## ESERCIZIO SCRITTO
Riporta per intero il testo su Paolo Rossi e il Mondiale di Spagna 1982, parola per parola e senza alcuna modifica.

## TESTO FORNITO
- - - -

Paolo Rossi diventò Pablito: le notti magiche di Spagna 1982

L’incredibile vittoria del Munudial 1982 in Spagna fu l’highlight più straordinario nella carriera indimenticabile di Paolo Rossi

La vittoria del Mondiale del 1982 fu il colpo di scena più straordinario nella storia di un’intera generazione di malati di calcio ed ebbe come unico grande protagonista Paolo Rossi.

Paolo Rossi, re di Spagna

Perché fu la vittoria di un paese dal quale nessuno si aspettava niente del genere e che portava la firma di un calciatore che stava uscendo dal momento più buio della sua carriera, dopo stagioni controverse e discusse e l’ombra inquietante del calcio scommesse… Tre partite brutte: contro Polonia, Perù e Camerun, nelle quali l’unico che sembrava volerlo difendere era il CT, Enzo Bearzot. Poi l’esplosione, il capolavoro, e il colpo di scena assoluto. La tripletta contro il Brasile, la doppietta in semifinale contro la Polonia e il primo goal della finalissima contro la Germania che porta l’Italia nella storia e Paolo Rossi nella leggenda.

- - - -

## Esempi di etichettatura per punti
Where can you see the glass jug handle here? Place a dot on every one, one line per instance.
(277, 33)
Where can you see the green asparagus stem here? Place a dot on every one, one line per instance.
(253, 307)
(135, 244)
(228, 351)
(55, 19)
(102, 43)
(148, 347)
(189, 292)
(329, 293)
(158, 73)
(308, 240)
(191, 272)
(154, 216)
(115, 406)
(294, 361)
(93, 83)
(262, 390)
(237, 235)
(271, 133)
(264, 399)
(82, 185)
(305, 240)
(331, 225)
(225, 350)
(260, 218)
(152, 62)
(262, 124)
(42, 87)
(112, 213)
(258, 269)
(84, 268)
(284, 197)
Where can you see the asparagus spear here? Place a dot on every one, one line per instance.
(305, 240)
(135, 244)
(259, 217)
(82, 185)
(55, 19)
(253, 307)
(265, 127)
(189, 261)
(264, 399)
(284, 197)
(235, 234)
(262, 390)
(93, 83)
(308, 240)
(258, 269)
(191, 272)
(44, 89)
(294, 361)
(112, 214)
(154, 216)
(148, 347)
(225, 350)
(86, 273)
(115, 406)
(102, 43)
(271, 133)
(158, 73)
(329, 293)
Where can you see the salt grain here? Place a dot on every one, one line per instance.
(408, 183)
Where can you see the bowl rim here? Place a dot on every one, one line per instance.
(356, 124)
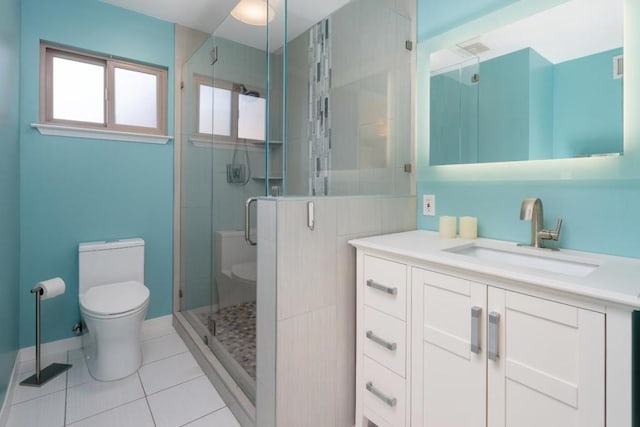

- - - -

## RISPOSTA AL COMPITO
Paolo Rossi diventò Pablito: le notti magiche di Spagna 1982

L’incredibile vittoria del Munudial 1982 in Spagna fu l’highlight più straordinario nella carriera indimenticabile di Paolo Rossi

La vittoria del Mondiale del 1982 fu il colpo di scena più straordinario nella storia di un’intera generazione di malati di calcio ed ebbe come unico grande protagonista Paolo Rossi.

Paolo Rossi, re di Spagna

Perché fu la vittoria di un paese dal quale nessuno si aspettava niente del genere e che portava la firma di un calciatore che stava uscendo dal momento più buio della sua carriera, dopo stagioni controverse e discusse e l’ombra inquietante del calcio scommesse… Tre partite brutte: contro Polonia, Perù e Camerun, nelle quali l’unico che sembrava volerlo difendere era il CT, Enzo Bearzot. Poi l’esplosione, il capolavoro, e il colpo di scena assoluto. La tripletta contro il Brasile, la doppietta in semifinale contro la Polonia e il primo goal della finalissima contro la Germania che porta l’Italia nella storia e Paolo Rossi nella leggenda.